------ Material for this task ------
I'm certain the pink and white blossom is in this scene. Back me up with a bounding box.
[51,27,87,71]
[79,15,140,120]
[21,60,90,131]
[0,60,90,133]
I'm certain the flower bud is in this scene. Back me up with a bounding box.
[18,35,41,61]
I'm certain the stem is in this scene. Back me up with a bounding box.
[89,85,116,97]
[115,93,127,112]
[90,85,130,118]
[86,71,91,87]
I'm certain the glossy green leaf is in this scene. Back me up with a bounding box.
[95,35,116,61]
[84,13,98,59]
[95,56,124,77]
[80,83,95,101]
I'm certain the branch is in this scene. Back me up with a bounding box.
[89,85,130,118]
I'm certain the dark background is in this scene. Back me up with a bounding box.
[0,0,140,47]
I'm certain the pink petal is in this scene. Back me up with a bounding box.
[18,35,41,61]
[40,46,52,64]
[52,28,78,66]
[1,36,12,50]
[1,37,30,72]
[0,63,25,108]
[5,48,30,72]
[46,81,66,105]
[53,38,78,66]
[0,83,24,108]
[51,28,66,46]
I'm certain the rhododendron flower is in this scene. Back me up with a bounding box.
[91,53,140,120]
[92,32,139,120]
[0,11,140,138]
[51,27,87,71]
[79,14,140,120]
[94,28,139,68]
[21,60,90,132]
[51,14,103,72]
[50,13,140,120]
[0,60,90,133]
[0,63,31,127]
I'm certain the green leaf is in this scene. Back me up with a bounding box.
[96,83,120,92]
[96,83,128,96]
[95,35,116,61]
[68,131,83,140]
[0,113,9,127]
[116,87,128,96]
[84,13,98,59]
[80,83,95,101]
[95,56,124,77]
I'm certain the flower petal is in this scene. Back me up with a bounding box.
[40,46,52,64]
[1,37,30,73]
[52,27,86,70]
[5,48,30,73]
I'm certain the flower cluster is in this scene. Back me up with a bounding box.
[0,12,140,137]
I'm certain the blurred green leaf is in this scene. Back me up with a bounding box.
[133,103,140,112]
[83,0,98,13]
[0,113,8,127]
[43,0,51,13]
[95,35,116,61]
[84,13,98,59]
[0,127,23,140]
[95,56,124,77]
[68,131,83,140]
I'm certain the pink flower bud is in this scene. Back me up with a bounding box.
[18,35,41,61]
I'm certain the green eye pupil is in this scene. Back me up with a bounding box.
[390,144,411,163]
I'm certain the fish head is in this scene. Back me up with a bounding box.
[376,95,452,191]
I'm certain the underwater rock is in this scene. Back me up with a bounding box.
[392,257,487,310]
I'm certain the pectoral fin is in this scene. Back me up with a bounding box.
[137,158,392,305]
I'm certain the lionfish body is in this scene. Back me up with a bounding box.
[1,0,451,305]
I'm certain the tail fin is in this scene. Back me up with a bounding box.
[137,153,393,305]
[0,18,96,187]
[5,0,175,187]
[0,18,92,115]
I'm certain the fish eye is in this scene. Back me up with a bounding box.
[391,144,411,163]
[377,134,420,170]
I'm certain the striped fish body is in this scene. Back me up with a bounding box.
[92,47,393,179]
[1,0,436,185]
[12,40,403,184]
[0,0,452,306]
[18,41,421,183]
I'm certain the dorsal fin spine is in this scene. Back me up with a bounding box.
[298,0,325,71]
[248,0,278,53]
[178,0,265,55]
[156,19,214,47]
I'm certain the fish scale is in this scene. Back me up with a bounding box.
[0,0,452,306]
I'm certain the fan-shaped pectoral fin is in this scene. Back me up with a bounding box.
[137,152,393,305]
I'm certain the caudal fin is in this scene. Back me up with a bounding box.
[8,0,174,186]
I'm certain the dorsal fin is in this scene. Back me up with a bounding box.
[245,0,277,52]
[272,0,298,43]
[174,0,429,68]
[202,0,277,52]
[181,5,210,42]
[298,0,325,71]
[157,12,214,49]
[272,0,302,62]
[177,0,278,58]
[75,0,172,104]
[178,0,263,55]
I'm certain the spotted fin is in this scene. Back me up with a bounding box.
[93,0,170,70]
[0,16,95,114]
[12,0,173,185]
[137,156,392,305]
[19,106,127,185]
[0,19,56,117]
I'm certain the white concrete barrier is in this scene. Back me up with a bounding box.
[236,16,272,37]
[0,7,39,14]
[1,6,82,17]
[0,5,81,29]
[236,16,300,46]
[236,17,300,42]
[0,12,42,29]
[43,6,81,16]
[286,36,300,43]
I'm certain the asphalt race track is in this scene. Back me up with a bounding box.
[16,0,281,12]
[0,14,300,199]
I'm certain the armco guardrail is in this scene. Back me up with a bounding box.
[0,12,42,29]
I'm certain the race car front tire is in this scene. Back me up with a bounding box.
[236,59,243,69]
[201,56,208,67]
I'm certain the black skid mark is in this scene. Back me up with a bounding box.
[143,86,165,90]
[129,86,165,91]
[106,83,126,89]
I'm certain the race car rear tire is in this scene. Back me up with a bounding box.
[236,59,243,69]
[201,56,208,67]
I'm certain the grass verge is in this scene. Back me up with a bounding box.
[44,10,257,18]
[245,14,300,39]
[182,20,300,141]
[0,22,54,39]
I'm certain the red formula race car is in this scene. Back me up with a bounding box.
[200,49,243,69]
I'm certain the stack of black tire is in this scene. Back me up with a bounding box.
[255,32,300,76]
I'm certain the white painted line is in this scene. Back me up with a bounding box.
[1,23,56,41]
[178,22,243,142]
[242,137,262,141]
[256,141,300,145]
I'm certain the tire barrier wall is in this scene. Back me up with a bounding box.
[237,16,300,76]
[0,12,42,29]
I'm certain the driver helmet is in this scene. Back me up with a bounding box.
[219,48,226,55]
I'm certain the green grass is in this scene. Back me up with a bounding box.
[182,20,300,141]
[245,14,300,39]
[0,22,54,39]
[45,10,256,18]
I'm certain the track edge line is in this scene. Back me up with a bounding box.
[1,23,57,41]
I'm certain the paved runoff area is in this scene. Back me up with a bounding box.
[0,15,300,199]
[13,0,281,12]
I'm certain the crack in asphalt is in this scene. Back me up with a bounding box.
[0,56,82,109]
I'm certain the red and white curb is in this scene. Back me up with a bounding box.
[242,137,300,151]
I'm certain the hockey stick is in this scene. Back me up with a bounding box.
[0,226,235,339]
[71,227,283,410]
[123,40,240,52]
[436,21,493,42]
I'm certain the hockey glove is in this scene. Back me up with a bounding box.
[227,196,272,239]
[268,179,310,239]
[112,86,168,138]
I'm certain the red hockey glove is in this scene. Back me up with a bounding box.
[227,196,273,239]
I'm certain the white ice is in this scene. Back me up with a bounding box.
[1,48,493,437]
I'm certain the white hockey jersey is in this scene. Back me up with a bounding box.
------
▸ **Exercise objective**
Reproduce each entry above character for character.

▸ **Response for this exercise**
I'm certain the pink and white blossom is in this scene. Back me up with a bounding box.
[51,27,87,71]
[79,15,140,120]
[21,60,90,131]
[0,60,90,133]
I'm certain the flower bud is in this scene. Back me up with a bounding box.
[18,35,41,61]
I'm certain the stem is in this scene. Back me up with a bounding box.
[89,85,116,97]
[115,93,127,112]
[90,85,130,118]
[86,71,91,87]
I'm certain the glossy green leaf is in this scene. Back me up with a bounding box.
[95,35,116,61]
[84,13,98,59]
[95,56,124,77]
[80,83,95,101]
I'm certain the branch is in this scene. Back me up with a bounding box.
[89,85,130,118]
I'm certain the dark background is in this scene. Back me up with a bounding box.
[0,0,140,47]
I'm certain the pink petal is in this scene. Back me up with a bounding box.
[18,35,41,61]
[40,46,52,64]
[52,28,78,66]
[1,36,12,50]
[1,37,30,72]
[0,63,25,108]
[5,48,30,72]
[46,81,66,105]
[53,38,78,66]
[0,83,24,108]
[51,28,66,46]
I'm certain the rhododendron flower is in this scene. Back me up with a bounding box.
[91,53,140,120]
[92,32,139,120]
[0,11,140,138]
[51,27,87,71]
[79,14,140,120]
[94,28,139,68]
[21,60,90,132]
[51,14,103,72]
[50,13,140,120]
[0,60,90,133]
[0,63,31,127]
I'm certain the green leaf is in this scene. Back me up with a bounding box.
[96,83,120,92]
[96,83,128,96]
[95,35,116,61]
[68,131,83,140]
[0,113,9,127]
[116,87,128,96]
[84,13,98,59]
[80,83,95,101]
[95,56,124,77]
I'm certain the flower petal is in this scene. Back me up with a bounding box.
[40,46,52,64]
[1,37,30,73]
[52,27,86,70]
[5,48,30,73]
I'm certain the flower cluster is in this scene. Back me up with a bounding box.
[0,12,140,137]
I'm certain the blurred green leaf is in this scene. Back me up with a bounding box.
[133,103,140,112]
[83,0,98,13]
[0,113,8,127]
[43,0,51,13]
[95,35,116,61]
[84,13,98,59]
[0,127,23,140]
[95,56,124,77]
[68,131,83,140]
I'm certain the pink flower bud is in this scene. Back me up with a bounding box.
[18,35,41,61]
I'm certain the green eye pupil is in this scene. Back me up with a bounding box.
[390,144,411,163]
I'm certain the fish head is in this scene. Back me up with a bounding box.
[376,95,452,191]
I'm certain the underwater rock is in this scene. Back me up with a bounding box.
[392,257,487,310]
I'm certain the pectoral fin is in this scene. Back me up with a bounding box.
[137,158,392,305]
I'm certain the lionfish body is in this scene. Back me up with a bounding box.
[1,0,451,305]
I'm certain the tail fin is in this scene. Back me up with a bounding box.
[137,153,393,305]
[0,18,96,187]
[5,0,175,187]
[0,18,92,115]
I'm certain the fish eye is in this scene. Back me up with a bounding box.
[391,144,411,163]
[377,134,420,170]
I'm certain the striped fish body is in this scene. Back me up with a bounding box.
[92,47,393,179]
[1,0,436,185]
[12,40,403,184]
[0,0,452,306]
[18,41,421,183]
I'm certain the dorsal fin spine is in this scene. Back me up with a bounding box.
[298,0,325,71]
[248,0,278,53]
[178,0,265,55]
[156,19,214,47]
I'm certain the fish scale is in this scene. Back me up with a bounding box.
[0,0,452,306]
I'm certain the fan-shaped pectoral fin is in this scene. Back me up with a bounding box.
[137,152,393,305]
I'm certain the caudal fin is in this scene. Back me up with a bounding box.
[8,0,174,186]
I'm certain the dorsal fin is in this scene. Back me up with a bounding box.
[245,0,277,52]
[272,0,298,43]
[174,0,429,68]
[202,0,277,52]
[181,5,210,42]
[298,0,325,71]
[157,12,214,49]
[272,0,302,62]
[177,0,278,58]
[75,0,172,104]
[178,0,263,55]
I'm certain the spotted fin is in this scene. Back me up with a bounding box.
[93,0,170,70]
[0,16,95,114]
[12,0,173,185]
[137,156,392,305]
[19,106,127,185]
[0,19,56,117]
I'm certain the white concrete barrier is in this scene. Back me up with a bounding box.
[236,16,272,37]
[0,7,39,14]
[1,6,82,17]
[0,5,81,29]
[236,16,300,46]
[236,17,300,42]
[0,12,42,29]
[43,6,81,16]
[286,36,300,43]
I'm certain the asphalt race track is in this scene. Back me up with a bounding box.
[16,0,281,12]
[0,14,300,199]
I'm certain the armco guardrail is in this scene. Back me up with a bounding box.
[0,12,42,29]
I'm certain the race car front tire is in this scene. Back me up with a bounding box.
[236,59,243,69]
[201,56,208,67]
I'm certain the black skid mark is in this scene. Back me up with a bounding box.
[143,86,165,90]
[129,86,165,91]
[106,83,126,89]
I'm certain the race car rear tire is in this scene. Back me up with a bounding box.
[236,59,243,69]
[201,56,208,67]
I'm certain the grass verge is in this scene. Back me up with a bounding box.
[44,10,257,18]
[245,14,300,39]
[182,20,300,141]
[0,22,54,39]
I'm certain the red formula race car is in this scene. Back me up with a bounding box.
[200,49,243,69]
I'm certain the stack of black tire is in this scene. Back me up with a bounding box.
[255,32,300,76]
I'm certain the white painted line is in this scene. Back me up with a bounding box.
[1,23,56,41]
[178,22,243,142]
[242,137,262,141]
[256,141,300,145]
I'm certain the tire barrier wall is in this scene. Back me up with a bounding box.
[237,16,300,76]
[0,12,42,29]
I'm certain the driver helmet is in this scene. Back me up with a bounding box.
[219,48,226,55]
I'm certain the green grass is in this scene. Back me up with a bounding box.
[182,20,300,141]
[245,14,300,39]
[0,22,54,39]
[45,10,256,18]
I'm certain the track edge line is in this scene. Back me up with a bounding box.
[1,23,57,41]
I'm certain the paved runoff area is in this scene. Back me up with a bounding box.
[0,15,300,199]
[13,0,281,12]
I'm certain the crack in asphalt is in this scene. Back me up with a bounding box.
[0,56,82,109]
I'm certain the red and white curb is in this scene. Back me up with a bounding box.
[242,137,300,151]
I'm certain the hockey stick is in this scene. Back me up with a bounding box.
[0,226,235,339]
[71,227,283,410]
[123,40,240,52]
[436,21,493,42]
I'm certain the hockey glove is in this scene. Back me up with a bounding box.
[227,196,272,239]
[268,179,310,239]
[112,86,168,138]
I'm certain the red hockey glove is in this scene. Back me up with a bounding box.
[227,196,273,239]
I'm certain the white ice is in this scene. Back me up with a bounding box.
[1,48,493,437]
I'm certain the white hockey jersey is in this scene. Back me up with a bounding box.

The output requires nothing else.